_REQUIREMENT 1:_
Answer these questions about the devotional on the peace offering, one line each:
(a) What Hebrew word is given for "peace offering"?
(b) Which dictionary is cited for the meaning of "requite"?
(c) What opportunity did the peace offering give the offerer?
_REQUIREMENT 2:_ According to the devotional on the peace offering, who shared in the meal?
_REQUIREMENT 3:_ Quote the devotional on the peace offering from "REAL LIFE Expository" up to and including "camp of Israel?".

REAL LIFE Expository Study Devotional : The Making of the Nation of God 3 – The Levitical Code of Worship and Separation

Day 7: The Peace Offering.

‘‘And if his oblation be a sacrifice of peace offering, if he offer it of the herd; whether it be a male or female, he shall offer it without blemish before the LORD.’’ Lev. 3:1

Additional reading: Lev. 1:3, 7:11, 29

Following the grain or the meat offering was the peace offering. The LORD spoke to Moses concerning the peace offering in this regard: ‘‘And if his oblation be a sacrifice of peace offering, if he offer it of the herd; whether it be a male or female, he shall offer it without blemish before the LORD.’’ The key word here is peace offering. What was peace offering and why was it necessary to observe this kind of offering in the camp of Israel?

‘‘And if his oblation be a sacrifice of peace offering [selem — properly requital, i.e. a (voluntary) sacrifice in thanks: – peace offering], if he offer it of the herd; whether it be a male or female, he shall offer it without blemish before the LORD.’’ The word requital is from the root word requite, which according to Longman Dictionary of Contemporary English means to give or do something in return for something done or given to you. It is; therefore, absolutely right to say that peace offering is sacrifice in thanks for what God has done.

Unlike the grain or meat offering, peace offering was not an offering to atone for sins but one that celebrated a covenant relationship between God and the offerer. In fact, it was a meal shared amongst God, the priests and the offerer. On this basis, it is referred to as a communion or friendship meal as it established peace between God and the offerer and gave him the opportunity to make a vow before God.

_SUPPLIED DATA:_
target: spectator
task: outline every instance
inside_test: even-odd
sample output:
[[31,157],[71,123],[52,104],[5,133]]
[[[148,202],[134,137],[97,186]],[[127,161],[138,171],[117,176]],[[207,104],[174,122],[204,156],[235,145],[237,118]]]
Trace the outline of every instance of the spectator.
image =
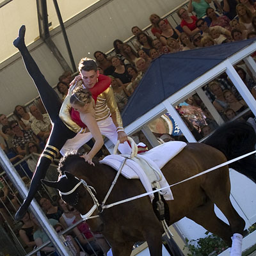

_FULL OUTPUT 1:_
(a) Selem
(b) Longman Dictionary of Contemporary English
(c) To make a vow before God

_FULL OUTPUT 2:_
- God
- The priests
- The offerer

_FULL OUTPUT 3:_
REAL LIFE Expository Study Devotional : The Making of the Nation of God 3 – The Levitical Code of Worship and Separation

Day 7: The Peace Offering.

‘‘And if his oblation be a sacrifice of peace offering, if he offer it of the herd; whether it be a male or female, he shall offer it without blemish before the LORD.’’ Lev. 3:1

Additional reading: Lev. 1:3, 7:11, 29

Following the grain or the meat offering was the peace offering. The LORD spoke to Moses concerning the peace offering in this regard: ‘‘And if his oblation be a sacrifice of peace offering, if he offer it of the herd; whether it be a male or female, he shall offer it without blemish before the LORD.’’ The key word here is peace offering. What was peace offering and why was it necessary to observe this kind of offering in the camp of Israel?